Reading text ::
Updated on March 27, 2013

Similar, but not the Same

Grizzly Man (Herzog, 2005) and The Bridge (Steel, 2006) tackle the topic of a violent death so poetically the viewer can almost forget they are watching movies about death. In many ways, the movies are similar. They tackle a grim topic and try to ease the viewer into their world so it doesn’t become overwhelming.

In Grizzly, the story revolves around Timothy Treadwell a wilderness man hell bent on saving the bears.

In The Bridge, the story revolves around several people of different ages and backgrounds, but united by committing suicide from the Golden Gate Bridge.

It is important to look closely at the differences between the directors approach on filming their subject’s violent deaths. What do they show? What do they omit? How is it presented? Even a couple of differences can change the way a film is perceived and how much it can be trusted.

The Bridge
The Bridge

Uses of the Environment

The environment, and the way each director builds their stories around it, affects the poetic way the deceased are shown and the way the viewer sees them. The vast landscape of icebergs and thick wilderness is just one of the highlights in Grizzly Man. Set in the Alaskan
Federal Reserve, it is easy to get swept away in the footage of clear streams and untouched brush taken by both Timothy Treadwell and Herzog.

It is that simple beauty that Herzog admits he was drawn to while watching Treadwell’s footage. The beautiful, serene environment is a harsh juxtaposition next to the violent death of Treadwell and his girlfriend, Amie Huguenard.

Herzog uses the environment to great effect, showing the wild brush, softly twisting in the wind in one scene and in the next showing Treadwell standing in the same frame discussing how he could die, but would not. The beauty of the shot with the knowledge that Treadwell was wrong (he would indeed die by the ‘paws and the claws of the bears’)the viewers sense of who Treadwell was, how his environment affected him and how it affects us. How can something so horrible happen in such a beautiful place?

Steel uses the same poetic effect of the environment in The Bridge. Though set in one of America’s largest metropolitan cities, San Francisco, Steel goes through great effort to remove the viewer from the city itself.

The Golden Gate Bridge becomes a mountain over a blue ocean and near green patches of grass with yellow flowers. Instead of highlighting the many skyscrapers that litter the skyline, Steel focuses on the ocean, the mountains, the grass, the flowers and the fog. In effect, he is creating a more serene environment to juxtapose the horrors of the suicides.

The scene that seems to express this best is the shot of the Golden Gate Bridge with mountains behind, the ocean rippling with soft waves and the fog, a group of scattered pillows floating about. It is beautiful. Even the splash of water that comes from nowhere is beautiful…until the viewer realizes that the splash is someone’s death.

Introduction to Documentary
Introduction to Documentary
Nichols describes the Poetic Mode as: sacrifice[ing] the conventions of continuity editing and the sense of a very specific location…to explore associations and patterns that involve temporal rhythms and special juxtapositions...This mode stresses mood, tone and affect…”

Provided records ::
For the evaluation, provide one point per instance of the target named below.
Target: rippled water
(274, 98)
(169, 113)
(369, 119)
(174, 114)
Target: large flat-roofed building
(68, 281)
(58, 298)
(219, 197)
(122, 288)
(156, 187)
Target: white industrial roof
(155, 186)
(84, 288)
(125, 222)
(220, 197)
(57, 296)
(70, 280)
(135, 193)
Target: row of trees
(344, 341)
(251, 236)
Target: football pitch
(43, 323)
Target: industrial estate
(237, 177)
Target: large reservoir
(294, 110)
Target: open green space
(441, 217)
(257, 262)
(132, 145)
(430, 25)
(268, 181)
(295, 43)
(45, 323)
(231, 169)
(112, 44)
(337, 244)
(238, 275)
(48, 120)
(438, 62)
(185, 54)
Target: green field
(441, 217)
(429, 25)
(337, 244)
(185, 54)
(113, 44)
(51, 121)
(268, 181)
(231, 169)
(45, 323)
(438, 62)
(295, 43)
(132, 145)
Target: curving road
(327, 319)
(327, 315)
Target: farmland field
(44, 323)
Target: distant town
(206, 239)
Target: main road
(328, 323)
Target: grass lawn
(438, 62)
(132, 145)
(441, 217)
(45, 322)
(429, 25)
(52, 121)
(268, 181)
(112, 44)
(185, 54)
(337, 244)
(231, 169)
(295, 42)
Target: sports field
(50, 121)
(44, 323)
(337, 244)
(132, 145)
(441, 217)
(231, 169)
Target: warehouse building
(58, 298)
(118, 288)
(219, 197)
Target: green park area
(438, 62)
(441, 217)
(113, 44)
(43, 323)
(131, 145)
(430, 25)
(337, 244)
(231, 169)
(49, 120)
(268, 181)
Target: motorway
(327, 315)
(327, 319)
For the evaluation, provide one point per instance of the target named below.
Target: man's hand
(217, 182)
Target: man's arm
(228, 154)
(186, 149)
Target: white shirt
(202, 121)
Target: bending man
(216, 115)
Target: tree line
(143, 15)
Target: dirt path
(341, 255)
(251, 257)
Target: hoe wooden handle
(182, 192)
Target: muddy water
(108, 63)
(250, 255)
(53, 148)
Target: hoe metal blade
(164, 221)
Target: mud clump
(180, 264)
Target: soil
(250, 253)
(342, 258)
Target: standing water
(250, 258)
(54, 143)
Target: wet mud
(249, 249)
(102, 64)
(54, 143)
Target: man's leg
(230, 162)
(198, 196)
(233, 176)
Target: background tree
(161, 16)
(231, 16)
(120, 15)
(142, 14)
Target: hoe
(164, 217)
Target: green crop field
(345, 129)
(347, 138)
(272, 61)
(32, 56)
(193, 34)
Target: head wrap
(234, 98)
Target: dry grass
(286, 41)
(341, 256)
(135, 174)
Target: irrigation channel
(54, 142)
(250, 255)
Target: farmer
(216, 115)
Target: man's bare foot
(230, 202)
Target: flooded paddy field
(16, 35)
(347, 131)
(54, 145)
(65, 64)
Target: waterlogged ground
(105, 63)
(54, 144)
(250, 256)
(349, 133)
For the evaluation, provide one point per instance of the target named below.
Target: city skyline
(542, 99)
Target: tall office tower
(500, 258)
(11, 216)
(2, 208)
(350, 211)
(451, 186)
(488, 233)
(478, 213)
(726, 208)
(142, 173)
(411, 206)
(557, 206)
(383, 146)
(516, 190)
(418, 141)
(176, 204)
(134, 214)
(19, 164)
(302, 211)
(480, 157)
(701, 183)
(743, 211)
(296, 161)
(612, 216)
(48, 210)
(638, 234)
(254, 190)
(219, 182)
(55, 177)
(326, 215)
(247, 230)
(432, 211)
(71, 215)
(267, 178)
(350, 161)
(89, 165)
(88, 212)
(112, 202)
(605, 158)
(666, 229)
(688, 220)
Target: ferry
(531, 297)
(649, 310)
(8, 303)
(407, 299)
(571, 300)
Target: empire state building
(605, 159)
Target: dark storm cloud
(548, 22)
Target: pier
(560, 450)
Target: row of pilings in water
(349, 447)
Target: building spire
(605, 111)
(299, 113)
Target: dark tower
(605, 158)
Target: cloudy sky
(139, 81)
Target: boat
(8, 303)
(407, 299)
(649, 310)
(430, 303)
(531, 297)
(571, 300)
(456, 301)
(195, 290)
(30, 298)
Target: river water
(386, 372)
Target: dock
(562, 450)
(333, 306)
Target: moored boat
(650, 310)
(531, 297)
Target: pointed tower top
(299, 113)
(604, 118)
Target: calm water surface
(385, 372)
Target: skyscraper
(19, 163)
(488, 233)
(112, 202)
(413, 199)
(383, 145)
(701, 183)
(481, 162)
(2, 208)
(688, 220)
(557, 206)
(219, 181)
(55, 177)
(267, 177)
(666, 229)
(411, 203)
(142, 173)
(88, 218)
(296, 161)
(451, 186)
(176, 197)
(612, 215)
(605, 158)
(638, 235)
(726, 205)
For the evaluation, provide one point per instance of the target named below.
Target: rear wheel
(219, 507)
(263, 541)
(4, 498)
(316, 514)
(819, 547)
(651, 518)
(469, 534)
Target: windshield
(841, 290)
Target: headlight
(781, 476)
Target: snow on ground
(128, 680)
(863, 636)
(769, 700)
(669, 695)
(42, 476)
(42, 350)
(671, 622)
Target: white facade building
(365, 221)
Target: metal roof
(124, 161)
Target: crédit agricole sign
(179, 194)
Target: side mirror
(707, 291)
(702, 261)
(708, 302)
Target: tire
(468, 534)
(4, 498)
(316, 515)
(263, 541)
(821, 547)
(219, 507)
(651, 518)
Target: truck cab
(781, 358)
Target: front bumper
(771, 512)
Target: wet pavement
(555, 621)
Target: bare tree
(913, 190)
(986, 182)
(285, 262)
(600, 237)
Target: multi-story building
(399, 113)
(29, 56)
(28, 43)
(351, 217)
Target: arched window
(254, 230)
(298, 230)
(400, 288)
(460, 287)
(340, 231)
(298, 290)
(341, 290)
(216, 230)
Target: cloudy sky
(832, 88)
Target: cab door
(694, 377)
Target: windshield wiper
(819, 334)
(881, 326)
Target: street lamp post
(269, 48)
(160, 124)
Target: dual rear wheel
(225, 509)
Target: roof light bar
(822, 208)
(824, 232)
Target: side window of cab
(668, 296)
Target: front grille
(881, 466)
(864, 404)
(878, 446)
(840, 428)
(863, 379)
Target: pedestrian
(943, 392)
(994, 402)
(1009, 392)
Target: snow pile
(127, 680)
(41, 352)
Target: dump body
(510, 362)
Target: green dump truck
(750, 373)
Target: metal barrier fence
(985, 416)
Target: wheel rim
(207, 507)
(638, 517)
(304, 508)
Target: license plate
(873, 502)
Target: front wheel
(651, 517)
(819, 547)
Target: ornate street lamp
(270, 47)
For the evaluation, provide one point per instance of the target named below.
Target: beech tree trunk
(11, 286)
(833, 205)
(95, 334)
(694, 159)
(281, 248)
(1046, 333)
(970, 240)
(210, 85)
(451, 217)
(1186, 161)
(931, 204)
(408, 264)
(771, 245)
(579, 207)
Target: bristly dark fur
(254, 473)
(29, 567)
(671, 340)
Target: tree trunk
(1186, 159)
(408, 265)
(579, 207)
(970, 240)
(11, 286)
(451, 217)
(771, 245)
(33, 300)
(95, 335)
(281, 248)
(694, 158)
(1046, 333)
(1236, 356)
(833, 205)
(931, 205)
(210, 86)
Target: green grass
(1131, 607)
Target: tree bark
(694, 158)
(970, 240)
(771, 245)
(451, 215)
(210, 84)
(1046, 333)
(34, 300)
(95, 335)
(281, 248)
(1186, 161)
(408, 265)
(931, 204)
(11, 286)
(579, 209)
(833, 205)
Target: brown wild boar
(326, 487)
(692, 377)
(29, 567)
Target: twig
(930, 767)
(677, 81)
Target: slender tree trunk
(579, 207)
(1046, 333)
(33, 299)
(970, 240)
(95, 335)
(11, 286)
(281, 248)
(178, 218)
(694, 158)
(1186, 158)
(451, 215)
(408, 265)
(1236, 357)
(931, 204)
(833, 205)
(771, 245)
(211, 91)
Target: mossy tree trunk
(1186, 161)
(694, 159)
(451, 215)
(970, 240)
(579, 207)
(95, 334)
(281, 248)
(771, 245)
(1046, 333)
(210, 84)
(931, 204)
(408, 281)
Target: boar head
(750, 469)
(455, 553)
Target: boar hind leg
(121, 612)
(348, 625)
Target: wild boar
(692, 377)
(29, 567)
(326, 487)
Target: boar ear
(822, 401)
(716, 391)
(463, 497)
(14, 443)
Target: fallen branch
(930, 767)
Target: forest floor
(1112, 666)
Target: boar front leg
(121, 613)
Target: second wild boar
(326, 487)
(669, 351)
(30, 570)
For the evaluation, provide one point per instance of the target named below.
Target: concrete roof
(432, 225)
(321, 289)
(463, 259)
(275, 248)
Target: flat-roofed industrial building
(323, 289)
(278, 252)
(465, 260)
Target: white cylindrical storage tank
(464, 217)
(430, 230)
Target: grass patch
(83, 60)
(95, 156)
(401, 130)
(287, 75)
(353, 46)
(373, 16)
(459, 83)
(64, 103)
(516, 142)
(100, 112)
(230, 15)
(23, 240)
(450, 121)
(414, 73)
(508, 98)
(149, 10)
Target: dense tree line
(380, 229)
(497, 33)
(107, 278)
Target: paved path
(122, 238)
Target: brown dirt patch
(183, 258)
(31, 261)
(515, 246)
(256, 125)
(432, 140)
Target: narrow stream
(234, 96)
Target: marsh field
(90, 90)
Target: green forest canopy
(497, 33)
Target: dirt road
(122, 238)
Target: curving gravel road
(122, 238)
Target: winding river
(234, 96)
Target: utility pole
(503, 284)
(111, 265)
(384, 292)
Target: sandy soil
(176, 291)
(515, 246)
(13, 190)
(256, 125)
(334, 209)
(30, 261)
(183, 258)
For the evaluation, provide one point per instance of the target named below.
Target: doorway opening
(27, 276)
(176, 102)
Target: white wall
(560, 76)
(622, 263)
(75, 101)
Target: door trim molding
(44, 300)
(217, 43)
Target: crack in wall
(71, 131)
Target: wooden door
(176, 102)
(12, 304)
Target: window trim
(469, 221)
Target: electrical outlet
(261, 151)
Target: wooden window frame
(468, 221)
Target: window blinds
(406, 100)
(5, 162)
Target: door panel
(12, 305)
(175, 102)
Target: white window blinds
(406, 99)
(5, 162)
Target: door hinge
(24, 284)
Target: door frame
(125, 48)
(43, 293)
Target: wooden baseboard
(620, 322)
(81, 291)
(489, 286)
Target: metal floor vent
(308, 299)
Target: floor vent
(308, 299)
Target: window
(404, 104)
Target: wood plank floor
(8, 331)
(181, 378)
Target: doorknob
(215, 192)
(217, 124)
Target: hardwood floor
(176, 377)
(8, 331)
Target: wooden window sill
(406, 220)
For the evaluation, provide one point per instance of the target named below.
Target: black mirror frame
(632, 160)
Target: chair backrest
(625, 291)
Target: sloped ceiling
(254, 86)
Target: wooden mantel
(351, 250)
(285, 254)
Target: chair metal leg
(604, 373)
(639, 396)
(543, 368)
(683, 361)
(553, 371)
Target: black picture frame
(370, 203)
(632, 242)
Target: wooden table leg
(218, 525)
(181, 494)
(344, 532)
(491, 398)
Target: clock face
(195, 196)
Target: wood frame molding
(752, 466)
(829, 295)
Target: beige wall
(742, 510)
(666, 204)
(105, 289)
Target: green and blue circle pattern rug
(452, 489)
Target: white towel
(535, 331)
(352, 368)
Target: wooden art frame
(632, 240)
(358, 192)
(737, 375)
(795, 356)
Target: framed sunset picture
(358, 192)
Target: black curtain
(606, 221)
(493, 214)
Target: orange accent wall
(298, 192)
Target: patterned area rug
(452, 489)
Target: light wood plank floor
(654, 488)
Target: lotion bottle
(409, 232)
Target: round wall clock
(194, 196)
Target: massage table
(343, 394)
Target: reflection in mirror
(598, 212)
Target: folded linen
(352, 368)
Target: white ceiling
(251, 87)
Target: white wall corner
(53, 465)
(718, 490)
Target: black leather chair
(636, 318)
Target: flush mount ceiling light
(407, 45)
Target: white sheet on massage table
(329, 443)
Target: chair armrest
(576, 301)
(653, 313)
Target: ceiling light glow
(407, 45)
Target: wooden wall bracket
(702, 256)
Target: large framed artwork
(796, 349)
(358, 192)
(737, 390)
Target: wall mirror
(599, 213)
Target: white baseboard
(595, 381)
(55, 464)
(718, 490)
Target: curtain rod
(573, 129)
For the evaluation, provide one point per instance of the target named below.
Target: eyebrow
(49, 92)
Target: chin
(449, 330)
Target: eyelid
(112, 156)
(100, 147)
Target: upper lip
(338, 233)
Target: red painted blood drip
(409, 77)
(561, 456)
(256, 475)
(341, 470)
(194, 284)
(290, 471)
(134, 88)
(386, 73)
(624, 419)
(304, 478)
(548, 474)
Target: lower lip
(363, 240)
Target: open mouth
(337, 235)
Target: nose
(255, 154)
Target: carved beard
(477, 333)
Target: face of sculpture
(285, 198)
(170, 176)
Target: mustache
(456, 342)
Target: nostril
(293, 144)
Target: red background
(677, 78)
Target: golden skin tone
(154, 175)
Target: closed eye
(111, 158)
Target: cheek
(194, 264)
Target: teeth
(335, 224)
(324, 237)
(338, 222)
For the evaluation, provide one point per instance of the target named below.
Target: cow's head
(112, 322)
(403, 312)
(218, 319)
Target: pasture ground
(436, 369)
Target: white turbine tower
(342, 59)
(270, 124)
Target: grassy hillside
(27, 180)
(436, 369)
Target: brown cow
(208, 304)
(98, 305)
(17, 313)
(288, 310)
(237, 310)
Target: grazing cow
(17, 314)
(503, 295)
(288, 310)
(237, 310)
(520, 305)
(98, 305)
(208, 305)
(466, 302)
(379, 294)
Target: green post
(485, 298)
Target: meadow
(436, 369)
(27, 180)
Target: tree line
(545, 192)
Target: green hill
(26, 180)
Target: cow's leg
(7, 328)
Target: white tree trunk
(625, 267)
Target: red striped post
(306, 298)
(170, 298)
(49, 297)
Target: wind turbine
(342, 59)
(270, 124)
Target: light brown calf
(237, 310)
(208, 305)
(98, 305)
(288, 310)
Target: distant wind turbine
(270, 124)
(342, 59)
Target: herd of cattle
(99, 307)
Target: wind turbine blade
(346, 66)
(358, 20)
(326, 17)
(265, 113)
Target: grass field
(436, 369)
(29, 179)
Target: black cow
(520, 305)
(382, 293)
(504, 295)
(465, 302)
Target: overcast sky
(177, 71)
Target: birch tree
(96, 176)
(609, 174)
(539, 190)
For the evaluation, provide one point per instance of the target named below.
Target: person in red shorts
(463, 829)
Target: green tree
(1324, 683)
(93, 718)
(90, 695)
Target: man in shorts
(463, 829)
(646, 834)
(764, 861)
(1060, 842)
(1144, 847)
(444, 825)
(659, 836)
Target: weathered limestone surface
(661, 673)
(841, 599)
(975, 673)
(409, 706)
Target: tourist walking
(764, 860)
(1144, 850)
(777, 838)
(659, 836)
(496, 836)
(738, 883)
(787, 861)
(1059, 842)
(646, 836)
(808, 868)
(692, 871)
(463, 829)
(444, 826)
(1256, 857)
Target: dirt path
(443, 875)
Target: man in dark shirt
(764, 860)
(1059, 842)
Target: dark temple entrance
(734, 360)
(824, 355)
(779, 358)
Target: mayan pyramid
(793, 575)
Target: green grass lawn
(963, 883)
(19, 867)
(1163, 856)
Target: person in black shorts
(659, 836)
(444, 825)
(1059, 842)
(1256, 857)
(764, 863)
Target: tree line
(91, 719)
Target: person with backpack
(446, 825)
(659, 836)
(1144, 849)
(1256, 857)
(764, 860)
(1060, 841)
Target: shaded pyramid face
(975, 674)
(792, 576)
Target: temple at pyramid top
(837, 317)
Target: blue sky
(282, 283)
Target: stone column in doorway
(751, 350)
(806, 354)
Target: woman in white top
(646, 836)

Written instruction 1 :: Transcribe the passage of the essay on Grizzly Man and The Bridge that opens with the words containing "Uses of the" and closes with "girlfriend, Amie Huguenard.".
Written instruction 2 :: In the essay on Grizzly Man and The Bridge, who is named as Treadwell's girlfriend?
Written instruction 3 :: Write the next part of the essay on Grizzly Man and The Bridge, picking up after its final sentence.
The entries are not needed for anything here.

Task answer 1 ::
Uses of the Environment

The environment, and the way each director builds their stories around it, affects the poetic way the deceased are shown and the way the viewer sees them. The vast landscape of icebergs and thick wilderness is just one of the highlights in Grizzly Man. Set in the Alaskan
Federal Reserve, it is easy to get swept away in the footage of clear streams and untouched brush taken by both Timothy Treadwell and Herzog.

It is that simple beauty that Herzog admits he was drawn to while watching Treadwell’s footage. The beautiful, serene environment is a harsh juxtaposition next to the violent death of Treadwell and his girlfriend, Amie Huguenard.

Task answer 2 :: Amie Huguenard

Task answer 3 ::
 

The Poetic Mode

The use of the poetic mode is important for the way the deceased is viewed. In effect, the calm, serene environment in both films removes the viewer from any chaos that death might create within their own perceptions. Instead, the viewer is forced to deal with the deceased themselves.

In Grizzly Man, we are forced to deal with Timothy Treadwell’s choices, including asking, “Was he wrong?” or “Why did he stay?” There are many more questions the viewer can ask, of course, but the focus is solely on Treadwell, not the environment or the bears.

In The Bridge, the viewer could be concerned with the why (some answers are given for some) or the how (footage is shown how many choose to jump off the bridge), but the focus of the film returns to the ‘who’ (the jumpers, 24 deceased in 2006).

Who were the jumpers? Because there were so many of them, Steel chose to jump between several different stories (Gene Sprague, becomes his bookend) intermixed with interviews and the environmental shots. Though there seems to be a lot going on, the focus is always brought back to the deceased (Gene, Lisa, Philip, David, Ruby, Jim).

The viewer gets a good perspective of who these people were from the interviewees, who were their friends, family and caretakers. The viewer also gets to see those silent moments of the deceased before that last jump off the bridge. The viewer sees this from an unencumbered and purely observational perspective that Steel provides. One might consider the bridge, but the focus is on the people that have died.

Timothy and Amie
Timothy and Amie

To Love is only Human

Herzog and Steel have a similar outcome in the descriptive ways the deceased are ‘moved’ as well as humanized. A common trend that seems to connect Treadwell to those highlighted in The Bridge, is the great motivator of ‘love’. Treadwell discusses his romantic (in)stability, ex-girlfriends are interviewed, lady friends that must be stated as platonic are interviewed and the girlfriend he died with are discussed but, as Herzog puts it, “is shrouded in mystery.” For Treadwell love seems to be the thing that ‘moved’ him; his love for the animals as well as his need to be loved.

The scene that exemplifies this is when he sits in his tent and pleads to God, Allah and the ‘flying thingie’ to let it rain because “Downey is eating her babies!” His pure, uncensored love for the bears is expressed and though it might be off-putting, it shows who Timothy Treadwell really was. The same can be said of the scene where he stands in amazement, touching Wendy the bear’s poop. If you haven't seen the film yet, yes, he does touch the poop (see the picture to the right).

In fact, he's honored to do so.Treadwell loved those bears and it seems he felt that loved returned. Whether or not the viewer agrees with such a sentiment, it is clear that moment was honest and expressive of Treadwell’s love.

The Bridge confronts love a little differently, though it is as expressive of the jumper’s mentalities as Treadwell’s touching of the poop. Love as a loss is discussed in Gene’s, Lisa’s, David’s and Ruby’s stories. As Treadwell’s love got him to stay in danger’s way, love seemed to be one of the many triggers that sent the jumpers to The Golden Gate Bridge. The difference isn’t really that much. It can be said that Treadwell’s insistence on staying later in the season (than he was used to) was ‘suicide by bear’.

Love is one of those things that humanizes, that links us all together. By bringing up love, the viewer not only gets an emotional link to the dead, but also an idea about what drove the deceased to do what they did (stay too late in the season, jump off a bridge).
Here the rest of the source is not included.